== 出典文書 ==
%%
この発明は高周波差動信号フィルタの構造に関し、特にマイクロ波帯の広帯域フィルタを分布定数線路で実現するための構造に関する。
近年、データや画像等の大容量の通信のニーズが高まると同時に通信機器の相互接続が進んでいる。やがて、家電や普通の電話、時計や音楽プレーヤなどがネットワークで結ばれるばかりでなく、駅の自動券売機や飲料の自販機までもがネットワークにつながれ、車や電車の中からでもインターネットにアクセスできるような社会、いわゆるユビキタス社会の到来が言われている。ユビキタス社会の実現という点で見れば、場所を選ばず通信が行えるという長所をもつ無線通信が重要性を増している。
ところで、無線通信用の高周波回路として平衡回路や不平衡回路が知られている。平衡回路は高速で低消費電力の実現に有利であり、そのための差動信号伝送は半導体ICでは一般的となっているが、パッケージ・モジュール・プリント基板上ではまだ一般的ではなく、もっぱら不平衡回路が用いられている。半導体ICは平衡回路のインタフェースを持つため、半導体ICとプリント基板上の外部回路を接続するために平衡不平衡変換回路(バラン:Balun)を備える必要がある。
特開2002−198765号公報(特願2001−330844):統合フィルタ・バラン(対応する米国特許第6,542,055) 特許文献1は、差動回路に用いることが可能な共振子ベースのフィルタを開示している。これは個別部品(集中定数)により構成されている。
半導体IC以外の外部回路も平衡回路で構成されていれば平衡不平衡変換回路が不要となり、装置の小型化や低価格化の点で有利なことは言うまでもない。ここで例えば、外部回路のひとつであるフィルタを平衡回路で構成することを考えてみる。
図17(a)は不平衡高域通過フィルタの回路図を示し、同図(c)は不平衡低域通過フィルタの回路図を示す。同図(a)に示すような片側接地の不平衡信号を取り扱う高域通過フィルタはシリーズ(series直列)の容量C1、C2とシャント(shunt短絡)のインダクタL1で構成できる。同図(c)に示すような片側接地の不平衡信号を取り扱う低域通過フィルタはシリーズのインダクタL4,L5とシャントの容量C7で構成できる。
ところで、同図(a)(c)のフィルタを平衡信号用のフィルタとするには、これらと同じフィルタを用意し、それぞれを同図(a)(c)のフィルタの接地されていた部分に接続すればよい。同図(a)(c)のフィルタを平衡信号用フィルタとして構成した回路図を同図(b)(d)に示す。同図(b)(d)の回路は対称に構成されている。同図(b)の平衡高域通過フィルタはシリーズの容量C3乃至C6とシャントのインダクタL2及びL3で構成され、同図(d)の平衡低域通過フィルタはシリーズのインダクタL6乃至L9とシャントの容量C8及びC9で構成される。
上記のようにシリーズの容量とインダクタ、シャントの容量とインダクタで構成される不平衡信号用フィルタが与えられれば、これを平衡信号用フィルタに変換して作製することができる。
%%
== 指示 1 ==
差動信号フィルタに関する文書で「ところで、無線通信用の高周波回路として」から始まる段落を、主要な事実を残して箇条書きに書き改めてください。
== 指示 2 ==
差動信号フィルタに関する文書によれば、図17(c)の不平衡低域通過フィルタはどのような素子で構成できますか。
== 指示 3 ==
差動信号フィルタに関する文書の最後の一文に続けて、その先の文章を書き進めてください。

== 保存データ ==
%%
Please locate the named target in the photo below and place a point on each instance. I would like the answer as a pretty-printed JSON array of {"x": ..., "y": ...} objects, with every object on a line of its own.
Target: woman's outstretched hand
%%
%%
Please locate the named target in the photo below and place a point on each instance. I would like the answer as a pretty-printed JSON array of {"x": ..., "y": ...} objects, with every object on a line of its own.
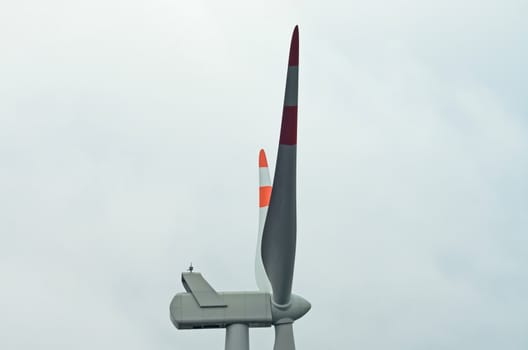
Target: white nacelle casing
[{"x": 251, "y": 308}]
%%
== 解答 1 ==
- 無線通信用の高周波回路には、平衡回路と不平衡回路がある。
- 平衡回路は、高速化と低消費電力化に有利である。
- 差動信号伝送は、半導体ICでは一般的である。
- パッケージ、モジュール、プリント基板上では、もっぱら不平衡回路が用いられている。
- 半導体ICは平衡回路のインタフェースを持つ。
- そのため、プリント基板上の外部回路と接続するには平衡不平衡変換回路(バラン)が必要である。

== 解答 2 ==
シリーズのインダクタL4、L5とシャントの容量C7で構成できます。

== 解答 3 ==
高速伝送に用いられるような高周波帯では、個別部品は寄生の容量、インダクタンス、抵抗が悪影響を及ぼし、単純なインダクタL,容量Cではなくなって、高速伝送で使用されるマイクロ帯ではフィルタ特性が大きく劣化してしまう。そのために図17で示すような集中定数を用いることができず、分布定数線路を用いる必要がある。しかし、集中定数回路において、特に容量Cを実現することが困難であった。また、具体的にどのような構造を用いて分布定数線路を用いた平衡回路用フィルタを作製すれば良いのか知られていなかった。
本発明は、上記課題を解決するためになされたもので、マイクロ波帯以上の高周波帯でも設計精度よく作製できる分布定数線路を用いた平衡回路用(差動信号用)フィルタを提供することを目的とし、特に、分布定数線路を用いて平衡回路用フィルタを作製するために好適な構造を提供することを目的とする。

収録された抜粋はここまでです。